Could you print every line of the listing below without changing a word, leaving the pictures out?

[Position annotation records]
- - -
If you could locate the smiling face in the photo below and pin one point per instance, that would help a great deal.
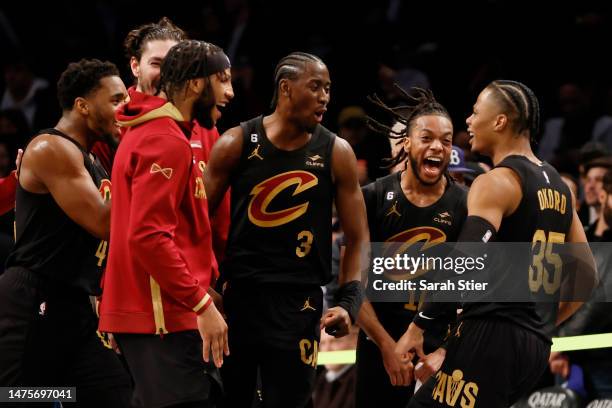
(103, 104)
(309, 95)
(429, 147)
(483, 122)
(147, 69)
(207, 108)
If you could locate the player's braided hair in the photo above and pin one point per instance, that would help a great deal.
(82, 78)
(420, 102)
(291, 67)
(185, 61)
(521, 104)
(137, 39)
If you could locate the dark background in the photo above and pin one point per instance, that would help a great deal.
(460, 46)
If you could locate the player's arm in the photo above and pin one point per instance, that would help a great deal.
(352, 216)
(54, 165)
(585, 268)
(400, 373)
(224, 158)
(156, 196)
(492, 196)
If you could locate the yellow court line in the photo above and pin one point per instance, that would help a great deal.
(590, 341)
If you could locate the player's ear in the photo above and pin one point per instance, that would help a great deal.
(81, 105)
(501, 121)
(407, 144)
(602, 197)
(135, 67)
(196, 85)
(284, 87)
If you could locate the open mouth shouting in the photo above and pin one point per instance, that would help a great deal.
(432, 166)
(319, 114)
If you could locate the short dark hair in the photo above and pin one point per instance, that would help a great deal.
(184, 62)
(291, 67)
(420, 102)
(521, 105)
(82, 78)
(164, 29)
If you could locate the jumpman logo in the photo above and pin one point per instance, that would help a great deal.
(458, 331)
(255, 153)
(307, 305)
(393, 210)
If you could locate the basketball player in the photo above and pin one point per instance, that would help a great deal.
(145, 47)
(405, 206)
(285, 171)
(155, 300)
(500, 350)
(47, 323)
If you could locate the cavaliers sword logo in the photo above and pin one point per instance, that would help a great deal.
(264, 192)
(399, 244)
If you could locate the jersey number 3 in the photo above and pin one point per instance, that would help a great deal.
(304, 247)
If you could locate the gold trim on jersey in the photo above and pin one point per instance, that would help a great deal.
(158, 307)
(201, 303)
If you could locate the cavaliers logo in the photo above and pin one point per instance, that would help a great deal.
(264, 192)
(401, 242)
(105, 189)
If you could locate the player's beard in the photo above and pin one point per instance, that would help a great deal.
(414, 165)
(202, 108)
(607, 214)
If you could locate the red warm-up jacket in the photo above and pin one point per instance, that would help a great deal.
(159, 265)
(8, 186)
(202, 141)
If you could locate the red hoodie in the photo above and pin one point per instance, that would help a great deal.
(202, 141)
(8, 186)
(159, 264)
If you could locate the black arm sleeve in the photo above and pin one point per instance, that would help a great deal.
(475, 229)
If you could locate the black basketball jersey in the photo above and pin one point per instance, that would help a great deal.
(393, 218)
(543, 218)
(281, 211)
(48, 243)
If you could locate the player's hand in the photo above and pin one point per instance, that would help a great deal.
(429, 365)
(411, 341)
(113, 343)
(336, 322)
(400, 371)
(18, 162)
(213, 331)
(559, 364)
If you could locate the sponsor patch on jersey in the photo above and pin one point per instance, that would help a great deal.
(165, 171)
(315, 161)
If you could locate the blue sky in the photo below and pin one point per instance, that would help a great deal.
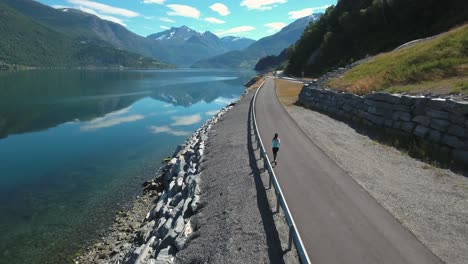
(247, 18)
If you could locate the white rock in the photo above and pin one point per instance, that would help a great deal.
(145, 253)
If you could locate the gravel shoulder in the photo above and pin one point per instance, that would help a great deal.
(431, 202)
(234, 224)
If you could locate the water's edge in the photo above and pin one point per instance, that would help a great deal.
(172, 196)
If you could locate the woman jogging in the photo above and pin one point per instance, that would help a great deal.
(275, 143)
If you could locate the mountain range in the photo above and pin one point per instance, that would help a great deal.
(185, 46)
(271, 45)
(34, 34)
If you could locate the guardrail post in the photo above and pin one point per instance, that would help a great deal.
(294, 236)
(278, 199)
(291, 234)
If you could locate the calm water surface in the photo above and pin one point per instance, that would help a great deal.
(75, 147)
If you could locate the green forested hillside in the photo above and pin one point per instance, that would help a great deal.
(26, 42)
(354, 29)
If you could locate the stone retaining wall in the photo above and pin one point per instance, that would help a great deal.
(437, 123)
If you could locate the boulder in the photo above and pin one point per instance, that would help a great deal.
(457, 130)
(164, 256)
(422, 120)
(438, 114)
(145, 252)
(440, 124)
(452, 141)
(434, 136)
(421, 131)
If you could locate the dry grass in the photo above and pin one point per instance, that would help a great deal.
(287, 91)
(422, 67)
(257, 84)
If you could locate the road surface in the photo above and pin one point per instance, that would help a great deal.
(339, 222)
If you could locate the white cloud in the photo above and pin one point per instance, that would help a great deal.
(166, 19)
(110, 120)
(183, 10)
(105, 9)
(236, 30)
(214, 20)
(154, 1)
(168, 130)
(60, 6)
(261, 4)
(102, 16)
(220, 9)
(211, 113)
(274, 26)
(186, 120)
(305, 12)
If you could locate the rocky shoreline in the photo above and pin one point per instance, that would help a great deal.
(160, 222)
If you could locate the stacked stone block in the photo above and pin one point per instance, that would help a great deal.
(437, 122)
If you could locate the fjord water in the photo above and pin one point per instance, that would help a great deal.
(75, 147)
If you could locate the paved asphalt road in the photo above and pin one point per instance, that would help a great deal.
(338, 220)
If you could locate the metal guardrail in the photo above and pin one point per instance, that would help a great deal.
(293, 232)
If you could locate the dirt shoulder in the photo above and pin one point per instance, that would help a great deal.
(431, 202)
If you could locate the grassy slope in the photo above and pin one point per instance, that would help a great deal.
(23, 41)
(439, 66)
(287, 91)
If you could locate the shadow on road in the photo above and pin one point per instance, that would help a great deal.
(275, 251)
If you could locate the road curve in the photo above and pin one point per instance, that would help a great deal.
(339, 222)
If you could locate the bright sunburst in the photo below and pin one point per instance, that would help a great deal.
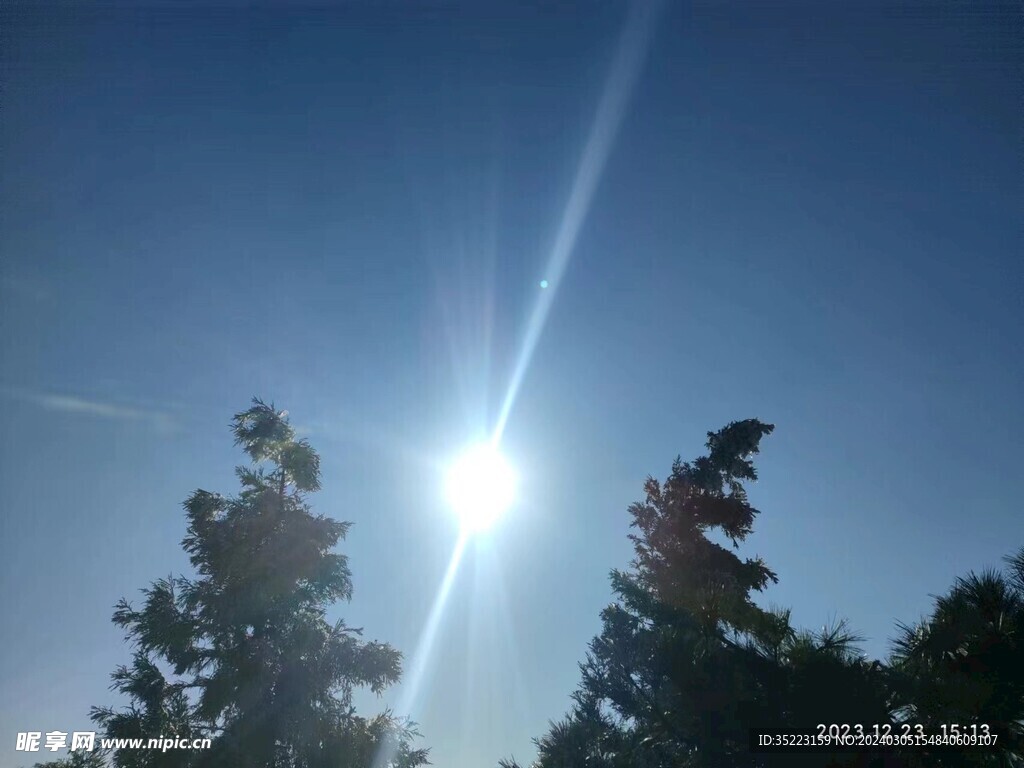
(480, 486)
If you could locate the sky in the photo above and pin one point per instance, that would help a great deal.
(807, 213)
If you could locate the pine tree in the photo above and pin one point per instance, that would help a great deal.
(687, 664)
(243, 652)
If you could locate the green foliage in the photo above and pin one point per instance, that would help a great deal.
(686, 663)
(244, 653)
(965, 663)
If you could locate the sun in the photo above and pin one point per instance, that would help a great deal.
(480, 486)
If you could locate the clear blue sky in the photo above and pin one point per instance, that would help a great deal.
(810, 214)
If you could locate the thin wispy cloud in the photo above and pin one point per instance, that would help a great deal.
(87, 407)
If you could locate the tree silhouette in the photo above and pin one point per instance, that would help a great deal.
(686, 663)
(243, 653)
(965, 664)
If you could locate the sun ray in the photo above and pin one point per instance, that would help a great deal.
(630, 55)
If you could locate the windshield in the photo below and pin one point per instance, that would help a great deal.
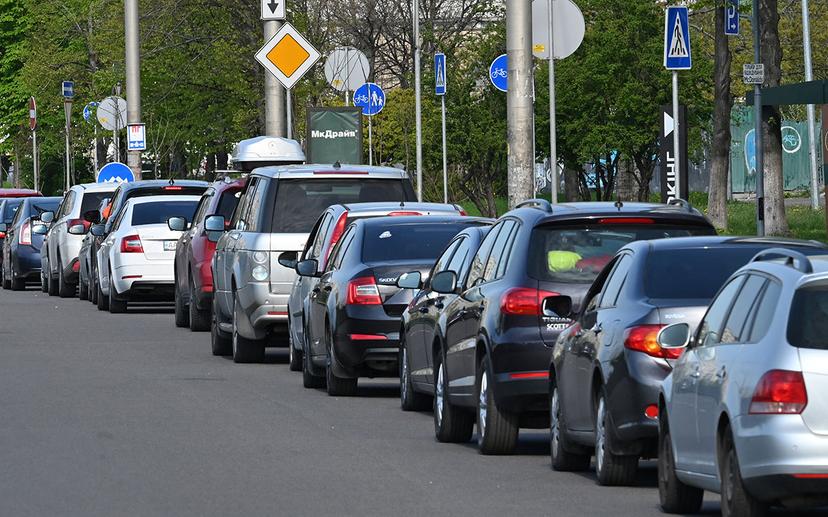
- - -
Answer for this exercise>
If you could locate the smiling face in the photo below and pin one point per instance, that would help a great deal.
(103, 104)
(309, 95)
(429, 147)
(483, 122)
(147, 69)
(207, 108)
If you could locate the player's braided hair in the photo above and pin one point per instance, that would help a great deal.
(82, 78)
(420, 102)
(291, 67)
(185, 61)
(521, 104)
(137, 39)
If you could locate the dark background in the photo above and pin one point per instance, that would help a great deal.
(460, 46)
If you could locate the player's arm in the photo above and pin one point per instance, that would help a great deal.
(352, 216)
(54, 165)
(585, 268)
(400, 373)
(224, 158)
(156, 196)
(492, 196)
If you could locate the yellow court line in the photo above and pin one point per instance, that would help a great deal.
(590, 341)
If you could locate the player's ear in the photo above and pin one point per instance, that would help a great deal.
(81, 105)
(501, 121)
(407, 144)
(602, 197)
(135, 67)
(196, 85)
(284, 87)
If you could locate the open mouth shouting in the photo above and pin one point per instance, that would help a great deal.
(432, 166)
(319, 114)
If you could locate the short dark hair in the photo above and pin one point per instance, that would help a great deal.
(184, 62)
(291, 67)
(420, 102)
(521, 105)
(82, 78)
(164, 29)
If you could locate the jumpman logo in the photo above and pin one point per instance, that would help a great deal.
(458, 331)
(255, 153)
(307, 305)
(393, 210)
If you could locate the basketball player in the photo above and pin one point per instance, that would help a great deal.
(145, 47)
(405, 206)
(285, 171)
(155, 300)
(500, 350)
(47, 323)
If you could locate the cavaliers sword logo in the photo above and pin one point per instance, that would help a great deal.
(264, 192)
(399, 244)
If you could locate the jersey number 3 in the photo above and pin one point per instance, that would help a great deal.
(304, 247)
If you could locate the gold trim on jersey in the photo above and pin one point per instance, that would help a great deal.
(158, 307)
(201, 303)
If you could locate the cavaliers logo in the photo above and pin one point per instance, that would help a great deal.
(264, 192)
(401, 242)
(105, 189)
If you could locate the player's beard in the photo above and pin one point per instance, that would help a great deal.
(414, 165)
(202, 108)
(607, 214)
If you could locate the red warm-up jacket in the photo above and pin one point per instance, that would help a great deal.
(159, 265)
(8, 186)
(202, 141)
If you could locate the red hoodie in the photo above and pin one point per instance, that would help a great deal.
(202, 141)
(8, 186)
(159, 264)
If you could locate the black arm sleeve in the photo above and pin one point per instance, that would help a great deal.
(475, 229)
If you could locate the black basketball jersey in the photo above and pin one point per instance, that would help a great deal.
(393, 218)
(543, 218)
(281, 211)
(48, 243)
If you could locate the player's hand in the photo above and pin one point per instance, that would help a great deal.
(429, 365)
(411, 341)
(113, 343)
(336, 322)
(400, 371)
(18, 162)
(213, 331)
(559, 364)
If you could locate the sponsor patch on jersey in the photo above and pin one point per instance, that would help a great deal.
(165, 171)
(315, 161)
If you could locate the blue sky in the photo below and pin one point per instance, that would help a great deal.
(247, 18)
If you could locate the white rock in the photo above and pin one point per instance, that would help a great deal.
(145, 253)
If you could locate the gravel shoulder in the photo above and pin one point per instance, that would help a great deal.
(431, 202)
(234, 224)
If you could locate the water's edge in the photo above and pin one point per instance, that would help a great deal.
(172, 196)
If you could locate the woman jogging in the photo above and pin one point per instance, that would help a great deal.
(275, 143)
If you could locate the mountain range in the photo above and pin one point per instance, that would help a great deal.
(185, 46)
(271, 45)
(34, 34)
If you could locate the guardrail post in the photo above and pin one point per instance, that would help a great deal.
(294, 236)
(278, 199)
(291, 234)
If you could locate the calm water surface in the photo above and pin one point per instance, that would help a great deal.
(75, 147)
If you could locate the green forested hillside in the photo above and pin one point per instance, that would help a great deal.
(26, 42)
(354, 29)
If you could locate the stone retaining wall in the photo above and pin one point per instance, that would help a great deal.
(437, 123)
If you could locate the boulder in the photo above and pin one point per instance, that would help a great deal.
(457, 130)
(164, 256)
(422, 120)
(438, 114)
(145, 252)
(440, 124)
(452, 141)
(434, 136)
(421, 131)
If you could locate the dry grass in the photo above and pin one point per instance, that would help a great deal.
(287, 91)
(422, 67)
(257, 84)
If you could locate the road surface in the photo above and pin one point per instance, that would help a great deal.
(339, 222)
If you could locate the white cloud in the photo above and pin one point per instance, that would help a great deal.
(166, 19)
(110, 120)
(183, 10)
(105, 9)
(236, 30)
(214, 20)
(154, 1)
(168, 130)
(60, 6)
(261, 4)
(102, 16)
(220, 9)
(211, 113)
(274, 26)
(186, 120)
(305, 12)
If you could locate the rocky shoreline in the photo above and pin one point per instance, that would help a great deal.
(160, 222)
If you could locate the stacked stone block in the photo above and pin one point per instance, that would help a great deal.
(437, 122)
If you could locate the fjord water in the photo above and pin one point per instance, that would help a great deal.
(75, 147)
If you could locate the paved asphalt road in the photo above and pin one point per instance, that would help a great deal.
(338, 220)
If you could locate the metal guardrail in the photo above and pin one point per instance, that would help a great deal.
(293, 232)
If you could locate the dirt shoulder in the photo above and pin one point per instance, that would help a great deal.
(431, 202)
If you could locate the grassy slope in the photo above and pin one point per instance, that would help a great deal.
(23, 41)
(439, 66)
(287, 91)
If you could locate the shadow on road in the photo above and pin one point per instance, that would help a great deal.
(275, 251)
If you could locate the road curve in the photo above and pin one point per instance, that would help a great deal.
(339, 222)
If you could locate the bright sunburst in the photo below and pin one point per instance, that would help a great deal.
(480, 486)
If you could locate the sky in the photo above and pin one point per instance, that would help a great deal.
(807, 213)
If you could locate the pine tree in the photo above and pin one point per instance, that would help a great deal.
(687, 664)
(243, 652)
If you could locate the green foliage in the photo above and pin one point per instance, that would help a great deal.
(686, 663)
(244, 653)
(965, 663)
If you could locate the sun in the photo above and pin one point per instance, that would help a great deal.
(480, 486)
If you could locate the clear blue sky in the photo above and pin one point per instance, that would help a great deal.
(810, 214)
If you could locate the thin wispy cloud in the photo above and pin one point per instance, that would help a great deal.
(87, 407)
If you could locate the tree silhouette in the photo above and pin one point per instance, that would help a great deal.
(686, 663)
(243, 653)
(965, 664)
If you could locate the sun ray in the photo above and pin one point per instance, that would help a great deal.
(630, 55)
If you could locate the windshield in the photo below and pin one point per instance, that would help a great deal.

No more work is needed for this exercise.